*** PROVIDED DATA

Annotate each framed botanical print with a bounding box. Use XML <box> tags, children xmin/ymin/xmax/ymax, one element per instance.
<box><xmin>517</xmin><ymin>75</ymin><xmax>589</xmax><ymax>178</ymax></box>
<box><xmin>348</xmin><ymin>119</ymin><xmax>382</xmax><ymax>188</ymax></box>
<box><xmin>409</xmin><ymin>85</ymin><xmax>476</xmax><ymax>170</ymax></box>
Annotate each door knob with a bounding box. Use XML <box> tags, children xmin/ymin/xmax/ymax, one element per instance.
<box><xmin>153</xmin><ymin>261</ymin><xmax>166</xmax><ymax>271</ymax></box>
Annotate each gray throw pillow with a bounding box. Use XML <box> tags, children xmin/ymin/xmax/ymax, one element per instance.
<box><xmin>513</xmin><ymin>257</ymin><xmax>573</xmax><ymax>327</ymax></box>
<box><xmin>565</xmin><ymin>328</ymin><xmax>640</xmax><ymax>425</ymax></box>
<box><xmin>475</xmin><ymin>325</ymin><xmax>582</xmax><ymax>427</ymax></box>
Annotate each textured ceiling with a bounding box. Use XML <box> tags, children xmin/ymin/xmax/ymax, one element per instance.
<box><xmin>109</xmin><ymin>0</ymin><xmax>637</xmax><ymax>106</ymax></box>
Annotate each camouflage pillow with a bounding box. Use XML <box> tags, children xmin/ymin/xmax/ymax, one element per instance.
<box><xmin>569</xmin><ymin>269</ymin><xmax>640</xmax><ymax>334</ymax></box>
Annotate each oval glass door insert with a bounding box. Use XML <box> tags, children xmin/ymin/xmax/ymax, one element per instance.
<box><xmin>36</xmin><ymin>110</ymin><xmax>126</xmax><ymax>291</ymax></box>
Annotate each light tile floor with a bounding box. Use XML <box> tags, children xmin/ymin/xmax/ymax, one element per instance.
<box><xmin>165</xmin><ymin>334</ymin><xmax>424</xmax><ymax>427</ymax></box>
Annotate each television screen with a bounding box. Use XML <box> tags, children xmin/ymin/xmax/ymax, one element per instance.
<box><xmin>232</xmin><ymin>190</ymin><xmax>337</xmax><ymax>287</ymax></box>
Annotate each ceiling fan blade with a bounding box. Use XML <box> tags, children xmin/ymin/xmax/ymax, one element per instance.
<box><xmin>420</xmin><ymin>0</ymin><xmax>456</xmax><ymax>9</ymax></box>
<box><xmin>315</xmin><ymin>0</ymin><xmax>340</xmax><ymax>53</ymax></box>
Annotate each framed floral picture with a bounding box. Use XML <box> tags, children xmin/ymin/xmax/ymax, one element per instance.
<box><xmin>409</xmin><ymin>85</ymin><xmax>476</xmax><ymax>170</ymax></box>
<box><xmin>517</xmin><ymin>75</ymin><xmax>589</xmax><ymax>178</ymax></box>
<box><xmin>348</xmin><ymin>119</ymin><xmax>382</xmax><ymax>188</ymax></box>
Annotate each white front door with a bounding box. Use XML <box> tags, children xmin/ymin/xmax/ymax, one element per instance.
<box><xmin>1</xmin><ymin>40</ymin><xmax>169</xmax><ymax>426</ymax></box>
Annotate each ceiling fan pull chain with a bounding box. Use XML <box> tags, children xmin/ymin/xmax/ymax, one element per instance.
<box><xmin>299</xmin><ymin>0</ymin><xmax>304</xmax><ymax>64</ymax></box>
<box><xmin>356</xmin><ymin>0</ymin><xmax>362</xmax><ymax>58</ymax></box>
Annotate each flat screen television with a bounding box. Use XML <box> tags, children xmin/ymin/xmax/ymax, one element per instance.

******

• [TASK STATEMENT] So that nothing is lost, transcribe each entry exactly as written.

• [OUTPUT OF THE EXERCISE]
Annotate each framed botanical print with a bounding box. Use XML <box> tags, children xmin/ymin/xmax/ymax, one element per instance.
<box><xmin>517</xmin><ymin>75</ymin><xmax>589</xmax><ymax>178</ymax></box>
<box><xmin>348</xmin><ymin>119</ymin><xmax>382</xmax><ymax>188</ymax></box>
<box><xmin>409</xmin><ymin>85</ymin><xmax>476</xmax><ymax>170</ymax></box>
Annotate each door knob with a bounding box. Use XML <box> tags, children xmin/ymin/xmax/ymax, one element per instance.
<box><xmin>153</xmin><ymin>261</ymin><xmax>166</xmax><ymax>271</ymax></box>
Annotate each gray throw pillow with a bounding box. Use XML <box> tags, children xmin/ymin/xmax/ymax, one element per instance.
<box><xmin>513</xmin><ymin>257</ymin><xmax>573</xmax><ymax>327</ymax></box>
<box><xmin>565</xmin><ymin>328</ymin><xmax>640</xmax><ymax>425</ymax></box>
<box><xmin>475</xmin><ymin>325</ymin><xmax>582</xmax><ymax>427</ymax></box>
Annotate each textured ceiling with a bounding box. Use XML <box> tags, children xmin/ymin/xmax/ymax, one element per instance.
<box><xmin>109</xmin><ymin>0</ymin><xmax>637</xmax><ymax>106</ymax></box>
Annotate each camouflage pillow with a bounding box. Use XML <box> tags, children xmin/ymin/xmax/ymax, one element per instance.
<box><xmin>569</xmin><ymin>269</ymin><xmax>640</xmax><ymax>334</ymax></box>
Annotate each oval glass door insert with a bounding box. Use XML <box> tags, children xmin/ymin/xmax/ymax, one element per instance.
<box><xmin>36</xmin><ymin>110</ymin><xmax>126</xmax><ymax>291</ymax></box>
Annotate each light tile floor with a bounding box. Use XML <box> tags, children xmin/ymin/xmax/ymax, one element per instance.
<box><xmin>165</xmin><ymin>334</ymin><xmax>424</xmax><ymax>427</ymax></box>
Annotate each television screen with a bounding box. Use XML <box> tags, children xmin/ymin/xmax/ymax, one element per instance.
<box><xmin>232</xmin><ymin>190</ymin><xmax>337</xmax><ymax>287</ymax></box>
Annotate each ceiling fan blade with a bounding box. Use XML <box> tags, children xmin/ymin/xmax/ymax, one element per instance.
<box><xmin>420</xmin><ymin>0</ymin><xmax>456</xmax><ymax>9</ymax></box>
<box><xmin>315</xmin><ymin>0</ymin><xmax>340</xmax><ymax>53</ymax></box>
Annotate each framed floral picture with a bounding box. Use XML <box> tags, children xmin/ymin/xmax/ymax, one element per instance.
<box><xmin>409</xmin><ymin>85</ymin><xmax>476</xmax><ymax>170</ymax></box>
<box><xmin>517</xmin><ymin>75</ymin><xmax>589</xmax><ymax>178</ymax></box>
<box><xmin>348</xmin><ymin>119</ymin><xmax>382</xmax><ymax>188</ymax></box>
Annotate each white front door with a bounding box. Use XML <box> tags, children xmin/ymin/xmax/ymax, one element per instance.
<box><xmin>1</xmin><ymin>40</ymin><xmax>169</xmax><ymax>426</ymax></box>
Annotate each ceiling fan pull chain with a bounding box. Use XML <box> tags, children xmin/ymin/xmax/ymax, one element per instance.
<box><xmin>299</xmin><ymin>0</ymin><xmax>304</xmax><ymax>64</ymax></box>
<box><xmin>356</xmin><ymin>0</ymin><xmax>362</xmax><ymax>58</ymax></box>
Annotate each flat screen television with a bounding box. Use XML <box> tags, children xmin/ymin/xmax/ymax, one element per instance.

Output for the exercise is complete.